** start of DATASET RECORDS **

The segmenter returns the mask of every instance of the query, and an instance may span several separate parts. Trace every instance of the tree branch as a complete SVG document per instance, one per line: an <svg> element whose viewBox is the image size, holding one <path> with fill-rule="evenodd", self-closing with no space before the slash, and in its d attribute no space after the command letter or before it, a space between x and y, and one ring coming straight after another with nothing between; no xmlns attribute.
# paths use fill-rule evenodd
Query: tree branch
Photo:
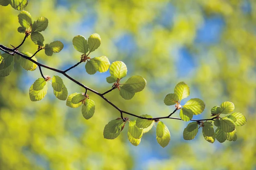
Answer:
<svg viewBox="0 0 256 170"><path fill-rule="evenodd" d="M25 39L26 39L26 37L24 38L24 40ZM24 40L23 40L23 41L24 41ZM21 45L22 45L23 42L21 44ZM20 46L21 46L21 45L19 45L18 47L19 47ZM111 91L113 91L114 89L114 88L112 88L111 89L106 91L105 92L103 93L102 94L101 94L101 93L99 93L98 92L95 91L95 90L94 90L92 89L91 89L91 88L88 88L88 87L84 85L81 82L75 80L73 78L70 77L70 76L69 76L69 75L68 75L67 74L66 74L66 72L67 71L69 70L70 70L71 69L76 67L76 66L78 65L79 65L79 64L81 63L82 62L81 62L81 61L80 61L80 62L79 62L78 63L77 63L74 66L70 67L70 68L69 68L64 71L62 71L58 70L56 68L54 68L48 66L47 65L43 65L42 64L41 64L38 62L36 62L36 61L34 60L33 60L31 59L30 57L27 56L26 55L24 55L17 51L13 49L9 48L6 47L3 45L0 45L0 50L2 50L2 51L3 51L6 53L12 55L14 54L15 54L17 55L18 55L28 60L29 60L29 61L33 62L33 63L35 63L35 64L37 65L38 66L38 67L39 68L39 70L40 71L40 73L41 74L41 75L42 76L43 76L43 77L44 77L44 75L43 74L43 73L42 72L41 67L44 67L44 68L47 68L48 69L49 69L49 70L52 70L52 71L54 71L57 72L58 73L59 73L62 74L64 76L65 76L66 77L67 77L68 79L69 79L72 82L74 82L74 83L77 84L78 85L79 85L82 87L82 88L84 88L84 89L85 89L86 93L87 92L87 91L88 90L88 91L89 91L97 94L97 95L100 96L104 100L105 100L106 102L107 102L110 105L112 106L114 108L115 108L117 110L118 110L120 112L120 116L121 116L121 118L123 119L123 120L124 120L124 118L123 117L123 113L125 113L128 115L132 116L133 116L134 117L137 117L138 118L140 118L142 119L147 119L147 120L154 120L156 121L158 121L158 120L159 120L159 119L173 119L182 120L181 119L180 119L180 118L170 117L173 114L174 114L177 110L177 108L176 108L176 109L175 109L172 113L171 114L170 114L169 115L168 115L167 116L159 117L156 117L156 118L148 118L141 117L139 116L137 116L137 115L135 115L134 114L131 113L127 112L126 111L122 110L119 108L118 107L117 107L117 106L116 106L116 105L115 105L114 104L113 104L112 102L111 102L109 100L108 100L108 99L107 98L106 98L104 96L104 95L105 94L106 94L109 93ZM33 55L33 56L35 55L35 54L37 52L38 52L40 50L38 50L37 52L36 52L34 54L34 55ZM10 53L8 51L12 51L12 53ZM198 121L201 121L213 120L214 119L216 119L217 117L215 117L209 119L199 119L199 120L192 119L191 119L190 121L198 122Z"/></svg>

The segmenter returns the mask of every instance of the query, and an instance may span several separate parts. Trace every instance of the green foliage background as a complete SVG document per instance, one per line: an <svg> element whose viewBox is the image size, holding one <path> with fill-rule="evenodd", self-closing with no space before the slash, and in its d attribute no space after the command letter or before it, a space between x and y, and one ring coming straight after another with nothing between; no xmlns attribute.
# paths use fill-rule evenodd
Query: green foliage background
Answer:
<svg viewBox="0 0 256 170"><path fill-rule="evenodd" d="M249 12L244 10L247 3L250 4ZM170 4L172 8L166 8ZM134 147L127 139L127 127L114 140L103 138L105 125L119 113L98 96L89 93L96 105L90 120L84 119L81 108L68 108L50 89L43 100L32 102L29 89L41 77L39 71L27 72L15 65L9 76L0 79L0 169L256 168L256 8L253 0L65 1L65 5L55 0L29 1L26 10L35 18L42 16L49 20L43 33L45 41L59 40L64 44L61 52L52 57L38 53L39 62L67 68L79 61L81 55L72 45L73 37L97 33L102 44L91 57L105 55L111 62L122 61L128 76L140 75L146 79L146 88L130 101L122 99L117 90L106 95L124 110L138 115L167 115L175 108L166 106L163 99L177 83L184 81L190 86L191 96L200 96L206 105L201 115L195 118L208 118L213 106L230 101L247 122L237 128L236 142L212 144L201 133L185 141L182 133L188 123L164 120L171 133L168 147L158 145L154 128ZM169 24L162 12L172 10ZM24 35L17 31L19 13L10 6L0 6L1 44L17 46L23 39ZM224 23L219 40L198 42L198 31L207 19L216 16ZM132 50L117 46L116 41L125 34L133 37L136 48ZM188 61L178 52L183 48L192 54L189 61L195 65L189 71L185 69ZM37 49L30 38L20 48L31 53ZM99 92L111 88L105 80L109 73L90 75L84 67L81 64L68 74ZM43 71L44 75L56 75ZM84 92L61 77L69 94Z"/></svg>

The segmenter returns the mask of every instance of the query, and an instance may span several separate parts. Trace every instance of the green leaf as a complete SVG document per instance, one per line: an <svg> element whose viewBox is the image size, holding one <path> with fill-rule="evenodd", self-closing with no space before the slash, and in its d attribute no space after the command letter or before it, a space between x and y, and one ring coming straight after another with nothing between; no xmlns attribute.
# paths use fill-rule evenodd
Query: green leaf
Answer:
<svg viewBox="0 0 256 170"><path fill-rule="evenodd" d="M174 93L181 100L189 96L189 87L185 82L180 82L175 87Z"/></svg>
<svg viewBox="0 0 256 170"><path fill-rule="evenodd" d="M67 97L67 90L64 84L63 84L63 88L61 91L58 92L53 90L53 94L56 97L61 100L66 100Z"/></svg>
<svg viewBox="0 0 256 170"><path fill-rule="evenodd" d="M146 118L152 118L151 116L148 114L143 114L140 115L140 116ZM153 120L147 120L138 118L136 120L136 126L139 128L145 129L154 124L154 122Z"/></svg>
<svg viewBox="0 0 256 170"><path fill-rule="evenodd" d="M0 64L0 77L8 76L12 70L14 65L14 56L7 53L1 54L3 62Z"/></svg>
<svg viewBox="0 0 256 170"><path fill-rule="evenodd" d="M33 54L28 52L25 53L21 52L21 53L29 57L32 57L33 55ZM37 61L37 60L35 56L31 59L35 61ZM37 68L37 65L36 64L24 58L21 57L19 61L21 67L26 71L34 71Z"/></svg>
<svg viewBox="0 0 256 170"><path fill-rule="evenodd" d="M167 106L175 105L179 101L179 98L177 94L172 93L168 94L166 96L163 100L163 102Z"/></svg>
<svg viewBox="0 0 256 170"><path fill-rule="evenodd" d="M72 42L75 49L79 52L85 54L89 51L87 40L82 36L79 35L75 37Z"/></svg>
<svg viewBox="0 0 256 170"><path fill-rule="evenodd" d="M129 85L132 87L135 93L142 91L145 88L146 84L146 80L140 76L132 76L125 83L125 85Z"/></svg>
<svg viewBox="0 0 256 170"><path fill-rule="evenodd" d="M113 83L113 82L115 82L117 79L116 77L114 77L112 76L107 77L106 79L107 80L107 82L109 83Z"/></svg>
<svg viewBox="0 0 256 170"><path fill-rule="evenodd" d="M40 78L35 80L33 84L33 90L39 91L42 90L46 84L46 81L43 78Z"/></svg>
<svg viewBox="0 0 256 170"><path fill-rule="evenodd" d="M109 68L109 72L112 76L121 79L127 74L126 65L120 61L113 62Z"/></svg>
<svg viewBox="0 0 256 170"><path fill-rule="evenodd" d="M135 120L130 121L128 132L134 138L136 139L141 138L143 134L142 131L142 129L139 128L136 126L136 121Z"/></svg>
<svg viewBox="0 0 256 170"><path fill-rule="evenodd" d="M34 90L33 86L34 84L31 85L29 88L29 98L30 100L32 102L41 100L44 98L45 95L47 94L47 90L48 90L47 83L45 83L44 88L39 91Z"/></svg>
<svg viewBox="0 0 256 170"><path fill-rule="evenodd" d="M196 122L189 123L183 131L183 138L185 140L192 140L198 131L198 125Z"/></svg>
<svg viewBox="0 0 256 170"><path fill-rule="evenodd" d="M22 11L18 15L19 23L22 27L29 30L32 23L32 17L30 14L27 11Z"/></svg>
<svg viewBox="0 0 256 170"><path fill-rule="evenodd" d="M53 53L53 49L48 44L46 44L44 47L44 52L47 56L52 56Z"/></svg>
<svg viewBox="0 0 256 170"><path fill-rule="evenodd" d="M17 10L22 11L28 5L27 0L9 0L12 7Z"/></svg>
<svg viewBox="0 0 256 170"><path fill-rule="evenodd" d="M60 41L53 41L50 43L49 46L52 48L52 51L54 53L58 53L64 47L62 42Z"/></svg>
<svg viewBox="0 0 256 170"><path fill-rule="evenodd" d="M124 125L122 119L112 120L106 125L103 131L104 138L113 139L116 138L121 132Z"/></svg>
<svg viewBox="0 0 256 170"><path fill-rule="evenodd" d="M211 110L211 113L212 114L215 115L220 113L221 113L222 111L222 109L221 108L218 106L215 106L212 108L212 109Z"/></svg>
<svg viewBox="0 0 256 170"><path fill-rule="evenodd" d="M214 134L212 124L209 122L204 122L203 126L203 132L207 136L212 136Z"/></svg>
<svg viewBox="0 0 256 170"><path fill-rule="evenodd" d="M87 61L85 64L86 72L89 74L94 74L96 73L98 67L98 64L92 60Z"/></svg>
<svg viewBox="0 0 256 170"><path fill-rule="evenodd" d="M225 134L226 135L226 139L227 140L228 140L230 141L232 141L235 138L235 136L236 135L236 130L235 129L233 132L225 133Z"/></svg>
<svg viewBox="0 0 256 170"><path fill-rule="evenodd" d="M78 104L81 102L85 99L85 96L84 94L78 93L74 96L71 99L71 102L73 104Z"/></svg>
<svg viewBox="0 0 256 170"><path fill-rule="evenodd" d="M2 6L7 6L9 3L9 0L0 0L0 5Z"/></svg>
<svg viewBox="0 0 256 170"><path fill-rule="evenodd" d="M233 113L227 117L232 120L236 126L243 126L246 123L245 116L240 113Z"/></svg>
<svg viewBox="0 0 256 170"><path fill-rule="evenodd" d="M19 27L18 28L18 31L20 33L25 33L25 32L26 32L26 28Z"/></svg>
<svg viewBox="0 0 256 170"><path fill-rule="evenodd" d="M222 114L228 114L231 113L235 110L235 105L233 103L230 102L225 102L220 105L222 109Z"/></svg>
<svg viewBox="0 0 256 170"><path fill-rule="evenodd" d="M184 121L189 121L193 118L193 112L190 109L183 108L180 109L180 117Z"/></svg>
<svg viewBox="0 0 256 170"><path fill-rule="evenodd" d="M88 119L93 116L95 110L95 103L92 100L87 99L82 106L82 114L85 119Z"/></svg>
<svg viewBox="0 0 256 170"><path fill-rule="evenodd" d="M216 119L214 120L214 125L215 126L218 127L221 126L221 122L220 122L220 120L218 119Z"/></svg>
<svg viewBox="0 0 256 170"><path fill-rule="evenodd" d="M75 93L70 94L68 97L67 97L67 102L66 103L66 105L67 106L70 107L72 108L76 108L79 107L82 104L81 102L79 102L77 104L74 104L72 103L72 100L73 97L77 95L78 94L79 94L77 93Z"/></svg>
<svg viewBox="0 0 256 170"><path fill-rule="evenodd" d="M171 140L170 132L166 126L159 122L157 126L157 141L163 147L167 146Z"/></svg>
<svg viewBox="0 0 256 170"><path fill-rule="evenodd" d="M119 94L125 100L131 99L135 94L134 88L129 85L124 85L120 87Z"/></svg>
<svg viewBox="0 0 256 170"><path fill-rule="evenodd" d="M101 39L97 34L93 34L88 39L88 45L90 52L94 51L100 45Z"/></svg>
<svg viewBox="0 0 256 170"><path fill-rule="evenodd" d="M206 140L210 143L213 143L213 142L214 142L214 141L215 141L215 139L216 138L216 135L215 134L215 133L213 134L213 135L212 136L207 136L206 135L205 135L205 134L204 133L204 131L202 131L202 132L203 136L204 136L204 139L205 140ZM213 131L213 132L214 132L214 131Z"/></svg>
<svg viewBox="0 0 256 170"><path fill-rule="evenodd" d="M92 59L98 64L98 71L104 73L108 70L110 62L106 56L97 57Z"/></svg>
<svg viewBox="0 0 256 170"><path fill-rule="evenodd" d="M224 117L220 120L220 127L224 132L231 132L235 130L235 124L231 119Z"/></svg>
<svg viewBox="0 0 256 170"><path fill-rule="evenodd" d="M205 104L198 98L191 99L186 103L183 108L190 109L195 115L201 114L205 108Z"/></svg>
<svg viewBox="0 0 256 170"><path fill-rule="evenodd" d="M134 146L138 146L140 143L141 138L137 139L134 138L129 132L127 133L127 137L131 143Z"/></svg>
<svg viewBox="0 0 256 170"><path fill-rule="evenodd" d="M53 90L58 92L61 91L64 87L62 79L58 76L53 76L52 81L52 86Z"/></svg>
<svg viewBox="0 0 256 170"><path fill-rule="evenodd" d="M222 143L226 140L226 134L221 128L221 127L218 127L215 131L216 135L216 139L220 142Z"/></svg>
<svg viewBox="0 0 256 170"><path fill-rule="evenodd" d="M35 32L41 32L44 31L48 26L48 20L44 17L39 17L36 21L36 24L34 24Z"/></svg>
<svg viewBox="0 0 256 170"><path fill-rule="evenodd" d="M41 46L44 46L43 43L44 41L44 38L43 35L40 33L38 32L32 32L31 33L31 38L32 41L35 44L40 45L42 45L42 44L43 45ZM38 41L39 41L40 43L38 43Z"/></svg>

** end of DATASET RECORDS **

__WORK INSTRUCTIONS__:
Write out, character for character, every line from the one containing "the green leaf" through the one containing "64L0 77L8 76L12", including both of those lines.

__EXERCISE SOLUTION__:
The segmenter returns the mask of every instance of the query, and an instance may span several separate parts. Trace every instance of the green leaf as a complete SVG document per instance, one per line: an <svg> element whose viewBox is the image size, holding one <path> with fill-rule="evenodd", self-closing with no space before the slash, and in its d attribute no space after the command letter or before it, a space between x and y, and one ring coming straight after another with nothing between; no xmlns attribute.
# paths use fill-rule evenodd
Query: green leaf
Answer:
<svg viewBox="0 0 256 170"><path fill-rule="evenodd" d="M174 93L181 100L189 96L189 87L185 82L180 82L175 87Z"/></svg>
<svg viewBox="0 0 256 170"><path fill-rule="evenodd" d="M67 97L67 90L64 84L63 84L63 88L61 91L58 92L53 90L53 94L56 97L61 100L66 100Z"/></svg>
<svg viewBox="0 0 256 170"><path fill-rule="evenodd" d="M146 118L152 118L151 116L148 114L143 114L140 115L140 116ZM153 120L147 120L138 118L136 120L136 126L139 128L145 129L154 124L154 122Z"/></svg>
<svg viewBox="0 0 256 170"><path fill-rule="evenodd" d="M0 64L0 77L8 76L12 70L14 65L14 56L7 53L1 54L3 62Z"/></svg>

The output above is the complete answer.